** Text passage follows **

The networks of cables and fiber-optic wires that connect the world are highly fragile, far more than most people want to admit. In April 2011, an old woman in a rural area of the country of Georgia was digging for copper to sell as scrap. Her shovel sliced through a bundle of fiber-optic cabling that had become exposed by heavy rains. The entire country of Armenia, and large portions of Georgia and Azerbaijan were without internet or television for five hours. Merely a month later, a wooden bridge in Germany was the target of an arson attack, and all the completely unprotected fiber-optic cables that ran under the bridge were destroyed.
We can perhaps dream about the day when internet and television die and we emerge into the unfamiliar sunlight, but for the companies that relied entirely on internet and telecommunications for business transaction, it was a disaster. In a large scale internet outage, hospitals would not be able to access patient files, emergency first responder systems would collapse, and business would grind to a halt.
In a recent poll conducted of electricity firm executives in fourteen countries, 40 percent said they believe there will be a major attack on the power industry in the next 12 months; 30 percent believe their company is not prepared for a cyberattack.
In the United States, it is quickly assumed that the Department of Homeland Security will have a plan for what the government’s response will be in case of a widespread attack and what is critical in case triage is required. They don’t.

** End of Text passage **
** Extracted material follows **

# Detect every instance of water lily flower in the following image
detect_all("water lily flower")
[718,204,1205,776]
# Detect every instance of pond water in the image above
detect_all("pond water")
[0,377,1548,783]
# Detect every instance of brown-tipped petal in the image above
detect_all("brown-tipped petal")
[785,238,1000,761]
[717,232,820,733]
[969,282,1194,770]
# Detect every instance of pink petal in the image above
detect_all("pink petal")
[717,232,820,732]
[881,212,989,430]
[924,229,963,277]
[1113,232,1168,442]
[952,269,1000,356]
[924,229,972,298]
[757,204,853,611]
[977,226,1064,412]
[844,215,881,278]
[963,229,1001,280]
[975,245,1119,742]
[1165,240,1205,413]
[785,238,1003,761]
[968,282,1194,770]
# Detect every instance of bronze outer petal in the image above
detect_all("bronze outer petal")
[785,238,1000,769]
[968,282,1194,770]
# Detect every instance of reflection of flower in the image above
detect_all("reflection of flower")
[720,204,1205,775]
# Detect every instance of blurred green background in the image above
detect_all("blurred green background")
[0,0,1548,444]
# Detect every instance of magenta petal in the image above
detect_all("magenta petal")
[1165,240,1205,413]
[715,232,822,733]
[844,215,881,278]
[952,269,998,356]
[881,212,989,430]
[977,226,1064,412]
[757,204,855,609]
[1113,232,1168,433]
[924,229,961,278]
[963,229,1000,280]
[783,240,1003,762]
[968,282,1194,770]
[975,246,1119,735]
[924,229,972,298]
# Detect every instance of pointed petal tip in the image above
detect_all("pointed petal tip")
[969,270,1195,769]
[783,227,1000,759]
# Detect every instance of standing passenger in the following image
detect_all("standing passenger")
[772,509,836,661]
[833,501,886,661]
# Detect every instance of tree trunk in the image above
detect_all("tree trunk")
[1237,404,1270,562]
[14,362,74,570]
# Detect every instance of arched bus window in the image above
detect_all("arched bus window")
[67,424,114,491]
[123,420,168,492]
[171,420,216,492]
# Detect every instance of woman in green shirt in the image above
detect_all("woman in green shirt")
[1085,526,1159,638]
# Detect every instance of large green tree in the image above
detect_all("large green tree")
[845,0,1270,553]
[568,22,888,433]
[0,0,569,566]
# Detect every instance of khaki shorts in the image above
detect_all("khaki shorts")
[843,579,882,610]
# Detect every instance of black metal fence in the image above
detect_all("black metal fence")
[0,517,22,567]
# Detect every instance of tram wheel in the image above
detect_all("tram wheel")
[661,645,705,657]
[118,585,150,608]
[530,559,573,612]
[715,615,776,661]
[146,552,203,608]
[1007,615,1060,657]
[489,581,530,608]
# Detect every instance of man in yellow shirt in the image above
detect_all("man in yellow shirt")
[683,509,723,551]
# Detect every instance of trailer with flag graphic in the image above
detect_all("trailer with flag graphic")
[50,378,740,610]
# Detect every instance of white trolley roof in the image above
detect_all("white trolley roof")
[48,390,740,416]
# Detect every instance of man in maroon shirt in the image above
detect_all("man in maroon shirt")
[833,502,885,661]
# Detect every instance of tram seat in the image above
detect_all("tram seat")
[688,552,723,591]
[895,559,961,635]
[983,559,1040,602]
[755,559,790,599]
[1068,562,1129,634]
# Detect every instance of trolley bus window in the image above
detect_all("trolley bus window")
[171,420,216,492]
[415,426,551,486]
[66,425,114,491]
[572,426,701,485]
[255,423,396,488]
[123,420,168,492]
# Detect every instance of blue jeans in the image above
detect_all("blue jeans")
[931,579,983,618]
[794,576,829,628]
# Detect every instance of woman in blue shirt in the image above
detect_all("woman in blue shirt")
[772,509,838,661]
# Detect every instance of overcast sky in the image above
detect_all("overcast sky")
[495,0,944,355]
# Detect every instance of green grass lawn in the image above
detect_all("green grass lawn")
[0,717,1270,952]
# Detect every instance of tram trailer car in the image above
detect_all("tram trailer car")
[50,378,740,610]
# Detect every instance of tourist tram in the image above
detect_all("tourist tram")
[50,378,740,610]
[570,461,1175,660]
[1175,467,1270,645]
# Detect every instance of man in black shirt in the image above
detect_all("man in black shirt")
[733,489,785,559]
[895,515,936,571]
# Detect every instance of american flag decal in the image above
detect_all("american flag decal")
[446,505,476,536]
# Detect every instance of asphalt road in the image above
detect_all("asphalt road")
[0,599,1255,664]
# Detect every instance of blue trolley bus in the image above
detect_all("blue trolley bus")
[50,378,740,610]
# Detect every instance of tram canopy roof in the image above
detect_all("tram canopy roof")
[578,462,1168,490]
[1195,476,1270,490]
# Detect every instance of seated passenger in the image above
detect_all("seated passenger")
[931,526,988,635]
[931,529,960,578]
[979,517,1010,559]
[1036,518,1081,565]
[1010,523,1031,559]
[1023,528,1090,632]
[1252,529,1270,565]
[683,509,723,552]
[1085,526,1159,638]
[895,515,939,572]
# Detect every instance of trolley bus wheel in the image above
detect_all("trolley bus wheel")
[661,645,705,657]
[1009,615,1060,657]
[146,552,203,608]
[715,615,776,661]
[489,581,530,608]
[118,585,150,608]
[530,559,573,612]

** End of Extracted material **

* _Exercises_
**A.** In the passage on fragile communication networks, how long were Armenia and large portions of Georgia and Azerbaijan without internet or television?
**B.** Write out the passage on fragile communication networks word for word, starting with "In a recent" and going on through "required. They don’t.".
**C.** Do these statements agree with the passage on fragile communication networks? Answer yes or no for each and quote the words that decide it. (i) The woman in Georgia was digging for copper to sell as scrap. (ii) The poll surveyed electricity firm executives in twelve countries. (iii) The bridge in Germany that was attacked was made of steel.

* _Expected responses_
**A.** Five hours.

**B.**
In a recent poll conducted of electricity firm executives in fourteen countries, 40 percent said they believe there will be a major attack on the power industry in the next 12 months; 30 percent believe their company is not prepared for a cyberattack.
In the United States, it is quickly assumed that the Department of Homeland Security will have a plan for what the government’s response will be in case of a widespread attack and what is critical in case triage is required. They don’t.

**C.**
(i) Yes: "an old woman in a rural area of the country of Georgia was digging for copper to sell as scrap"
(ii) No: "In a recent poll conducted of electricity firm executives in fourteen countries"
(iii) No: "a wooden bridge in Germany was the target of an arson attack"